──────── Provided passage

A Reminder about Farm Finances…

The nature of the CSA model is that I depend on CSA enrollments in order to purchase farm supplies in the winter, as well as to pay the farm mortgage and utilities, and to buy groceries. If you haven’t yet enrolled for 2023, and are able to, please don’t wait. It’s a few months until we will have surplus produce available to market outside of the CSA. Here are all the purchasing links. Please share widely, it will take 200 CSA families to cover myself and another farmer. (That’s about 40 more families than last year.) Thank you so much!

More flowers in 2023!

2023 CSA Enrollment

2023 CSA Enrollment is open to everyone, and there are plenty of Summer and Winter Shares available. Here’s the store link

Flower Bouquet Subscription: 16 bountiful, seasonal bouquets. Here’s the Flower Bouquet link

Pantry-Builder subscription: Bulk boxes of Sugarsnap Peas, Basil, Pickling Cucumbers, Garlic Braids, and more. Here’s the Pantry Builder link

Next week, I start planting in the greenhouse! Let’s have a fantastic 2023 Season!

With much gratitude,

Shelley

Winter Week 3. Midway through the Winter CSA Season

The short days and flirtatious snow let us know that winter is truly here. Thanksgiving brought us over a week of below-freezing temperatures, which made harvesting a challenge but sweetened up the roots and greens perfectly. At long last, we can eat all of the hardy greens! The kale and Brussels sprouts, and beets and carrots, as long as they stay in the ground while the air freezes, will convert their starches to sugars… an antifreeze of sorts… which benefits everyone who eats them.

Brussels sprouts in snow.

────────────────
──────── Provided information

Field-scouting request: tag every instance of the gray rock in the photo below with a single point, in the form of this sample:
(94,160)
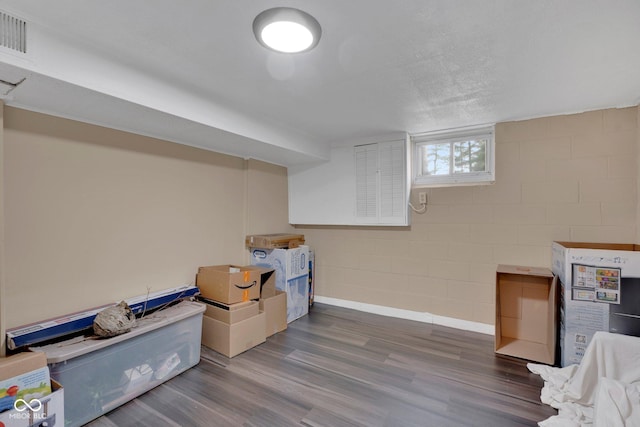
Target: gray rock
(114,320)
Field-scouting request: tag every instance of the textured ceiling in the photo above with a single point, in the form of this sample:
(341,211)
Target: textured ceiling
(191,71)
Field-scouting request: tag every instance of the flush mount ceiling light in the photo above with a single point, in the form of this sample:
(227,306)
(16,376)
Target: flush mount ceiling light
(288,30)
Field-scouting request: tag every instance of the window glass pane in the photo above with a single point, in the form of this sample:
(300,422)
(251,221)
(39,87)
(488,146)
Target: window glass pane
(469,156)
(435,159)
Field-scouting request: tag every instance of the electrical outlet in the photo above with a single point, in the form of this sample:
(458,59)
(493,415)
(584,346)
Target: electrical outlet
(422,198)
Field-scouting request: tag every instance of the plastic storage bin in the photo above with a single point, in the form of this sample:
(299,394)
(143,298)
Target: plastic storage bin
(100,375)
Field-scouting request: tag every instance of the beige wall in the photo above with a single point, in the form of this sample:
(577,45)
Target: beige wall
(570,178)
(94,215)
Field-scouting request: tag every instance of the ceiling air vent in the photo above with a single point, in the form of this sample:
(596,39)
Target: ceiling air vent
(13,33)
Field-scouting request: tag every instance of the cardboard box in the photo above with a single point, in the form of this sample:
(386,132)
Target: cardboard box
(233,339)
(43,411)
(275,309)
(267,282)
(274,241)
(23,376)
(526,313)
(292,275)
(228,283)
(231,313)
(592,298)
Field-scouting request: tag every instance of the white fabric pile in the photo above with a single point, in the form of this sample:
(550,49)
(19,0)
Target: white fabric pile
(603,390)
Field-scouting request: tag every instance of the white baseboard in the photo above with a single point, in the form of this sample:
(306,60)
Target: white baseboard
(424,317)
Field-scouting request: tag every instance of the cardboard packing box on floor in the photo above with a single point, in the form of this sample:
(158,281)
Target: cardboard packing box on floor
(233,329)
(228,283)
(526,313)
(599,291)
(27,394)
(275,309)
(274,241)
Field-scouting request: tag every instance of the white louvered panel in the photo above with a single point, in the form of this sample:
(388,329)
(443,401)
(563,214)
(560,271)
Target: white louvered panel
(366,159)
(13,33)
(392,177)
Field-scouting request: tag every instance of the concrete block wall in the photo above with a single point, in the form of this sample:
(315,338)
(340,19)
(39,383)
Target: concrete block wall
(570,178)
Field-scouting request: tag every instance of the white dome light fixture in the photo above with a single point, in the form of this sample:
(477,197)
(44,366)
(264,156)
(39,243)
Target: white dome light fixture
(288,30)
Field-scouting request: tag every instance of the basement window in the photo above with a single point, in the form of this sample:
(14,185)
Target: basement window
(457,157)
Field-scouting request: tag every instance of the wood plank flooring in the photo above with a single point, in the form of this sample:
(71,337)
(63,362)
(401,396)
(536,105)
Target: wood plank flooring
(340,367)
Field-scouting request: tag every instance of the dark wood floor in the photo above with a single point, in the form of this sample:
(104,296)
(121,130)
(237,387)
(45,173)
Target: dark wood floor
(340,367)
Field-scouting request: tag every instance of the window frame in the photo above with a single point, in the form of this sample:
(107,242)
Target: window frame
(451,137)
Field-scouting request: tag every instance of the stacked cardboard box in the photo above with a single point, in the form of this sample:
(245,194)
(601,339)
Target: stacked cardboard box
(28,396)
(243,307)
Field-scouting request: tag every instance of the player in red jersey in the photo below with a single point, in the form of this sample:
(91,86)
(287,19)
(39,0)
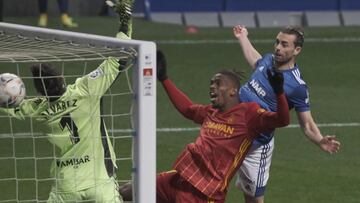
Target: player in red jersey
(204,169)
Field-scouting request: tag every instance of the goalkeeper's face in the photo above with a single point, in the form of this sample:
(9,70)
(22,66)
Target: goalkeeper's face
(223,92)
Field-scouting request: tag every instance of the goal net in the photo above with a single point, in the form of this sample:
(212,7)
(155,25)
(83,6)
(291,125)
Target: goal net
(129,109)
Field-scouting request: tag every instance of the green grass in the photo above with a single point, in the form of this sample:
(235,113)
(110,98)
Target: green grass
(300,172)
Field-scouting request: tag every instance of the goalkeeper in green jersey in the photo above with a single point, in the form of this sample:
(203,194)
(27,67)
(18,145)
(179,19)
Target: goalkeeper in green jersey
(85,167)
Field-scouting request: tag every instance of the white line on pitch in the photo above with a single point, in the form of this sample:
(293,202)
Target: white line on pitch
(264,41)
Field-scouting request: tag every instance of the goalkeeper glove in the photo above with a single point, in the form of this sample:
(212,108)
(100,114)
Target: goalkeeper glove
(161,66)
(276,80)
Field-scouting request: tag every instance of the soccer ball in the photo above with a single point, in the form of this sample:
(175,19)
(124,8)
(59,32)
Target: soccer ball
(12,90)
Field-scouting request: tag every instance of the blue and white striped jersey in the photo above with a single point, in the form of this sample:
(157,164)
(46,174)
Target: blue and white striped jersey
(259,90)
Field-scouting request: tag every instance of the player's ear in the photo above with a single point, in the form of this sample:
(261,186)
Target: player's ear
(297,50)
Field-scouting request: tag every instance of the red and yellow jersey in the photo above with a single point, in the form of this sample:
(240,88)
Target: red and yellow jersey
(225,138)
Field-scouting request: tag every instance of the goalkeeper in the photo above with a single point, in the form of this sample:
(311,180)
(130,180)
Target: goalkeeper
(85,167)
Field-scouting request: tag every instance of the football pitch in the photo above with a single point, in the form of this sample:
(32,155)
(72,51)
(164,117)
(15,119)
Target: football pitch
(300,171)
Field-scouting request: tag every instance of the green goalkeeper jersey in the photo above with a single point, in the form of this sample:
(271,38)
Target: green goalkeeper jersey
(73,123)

────────────────
──────── Provided information

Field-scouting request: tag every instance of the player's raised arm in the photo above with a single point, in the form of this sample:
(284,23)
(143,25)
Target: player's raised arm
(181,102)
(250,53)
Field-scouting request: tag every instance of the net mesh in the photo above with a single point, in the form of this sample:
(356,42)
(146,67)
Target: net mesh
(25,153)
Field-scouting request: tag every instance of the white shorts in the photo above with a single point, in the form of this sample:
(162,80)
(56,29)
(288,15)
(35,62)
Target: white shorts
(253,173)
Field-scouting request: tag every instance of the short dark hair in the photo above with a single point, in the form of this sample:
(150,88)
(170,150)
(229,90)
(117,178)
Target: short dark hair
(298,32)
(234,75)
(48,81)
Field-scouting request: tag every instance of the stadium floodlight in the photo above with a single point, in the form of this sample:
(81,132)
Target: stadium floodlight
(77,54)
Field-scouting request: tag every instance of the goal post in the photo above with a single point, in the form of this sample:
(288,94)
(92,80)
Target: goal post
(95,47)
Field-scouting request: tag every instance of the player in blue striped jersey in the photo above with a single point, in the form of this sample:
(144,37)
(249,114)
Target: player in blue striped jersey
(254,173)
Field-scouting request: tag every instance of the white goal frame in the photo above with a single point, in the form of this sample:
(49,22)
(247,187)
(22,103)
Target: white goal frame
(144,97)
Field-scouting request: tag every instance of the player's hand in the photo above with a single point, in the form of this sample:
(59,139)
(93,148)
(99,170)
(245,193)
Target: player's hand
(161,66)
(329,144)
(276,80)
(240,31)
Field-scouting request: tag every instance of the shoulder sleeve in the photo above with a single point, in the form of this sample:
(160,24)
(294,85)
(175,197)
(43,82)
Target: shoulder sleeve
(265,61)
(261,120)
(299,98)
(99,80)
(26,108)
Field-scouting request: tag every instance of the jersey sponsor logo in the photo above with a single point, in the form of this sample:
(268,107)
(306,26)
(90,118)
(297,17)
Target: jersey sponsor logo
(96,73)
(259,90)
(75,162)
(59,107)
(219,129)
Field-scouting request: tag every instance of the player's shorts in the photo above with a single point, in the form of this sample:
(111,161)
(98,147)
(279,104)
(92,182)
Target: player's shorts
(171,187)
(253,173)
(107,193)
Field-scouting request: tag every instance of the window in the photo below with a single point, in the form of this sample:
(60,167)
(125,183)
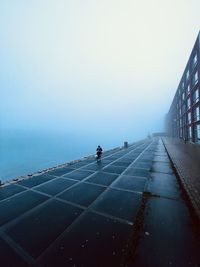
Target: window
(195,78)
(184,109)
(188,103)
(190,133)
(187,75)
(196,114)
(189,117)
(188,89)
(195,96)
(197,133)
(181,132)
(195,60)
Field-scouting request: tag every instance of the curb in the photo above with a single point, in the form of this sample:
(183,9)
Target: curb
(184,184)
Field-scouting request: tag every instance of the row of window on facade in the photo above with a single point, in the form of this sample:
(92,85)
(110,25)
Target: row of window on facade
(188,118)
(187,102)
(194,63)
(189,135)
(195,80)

────────────────

### Short problem 1
In the farm newsletter, how many CSA families are needed to cover the farmer and one other farmer?
### Short problem 2
Please repeat the farm newsletter starting with "Flower Bouquet Subscription: 16" and going on through "who eats them.", swapping "greenhouse" for "hoop house".

### Written reply 1
200 CSA families

### Written reply 2
Flower Bouquet Subscription: 16 bountiful, seasonal bouquets. Here’s the Flower Bouquet link

Pantry-Builder subscription: Bulk boxes of Sugarsnap Peas, Basil, Pickling Cucumbers, Garlic Braids, and more. Here’s the Pantry Builder link

Next week, I start planting in the hoop house! Let’s have a fantastic 2023 Season!

With much gratitude,

Shelley

Winter Week 3. Midway through the Winter CSA Season

The short days and flirtatious snow let us know that winter is truly here. Thanksgiving brought us over a week of below-freezing temperatures, which made harvesting a challenge but sweetened up the roots and greens perfectly. At long last, we can eat all of the hardy greens! The kale and Brussels sprouts, and beets and carrots, as long as they stay in the ground while the air freezes, will convert their starches to sugars… an antifreeze of sorts… which benefits everyone who eats them.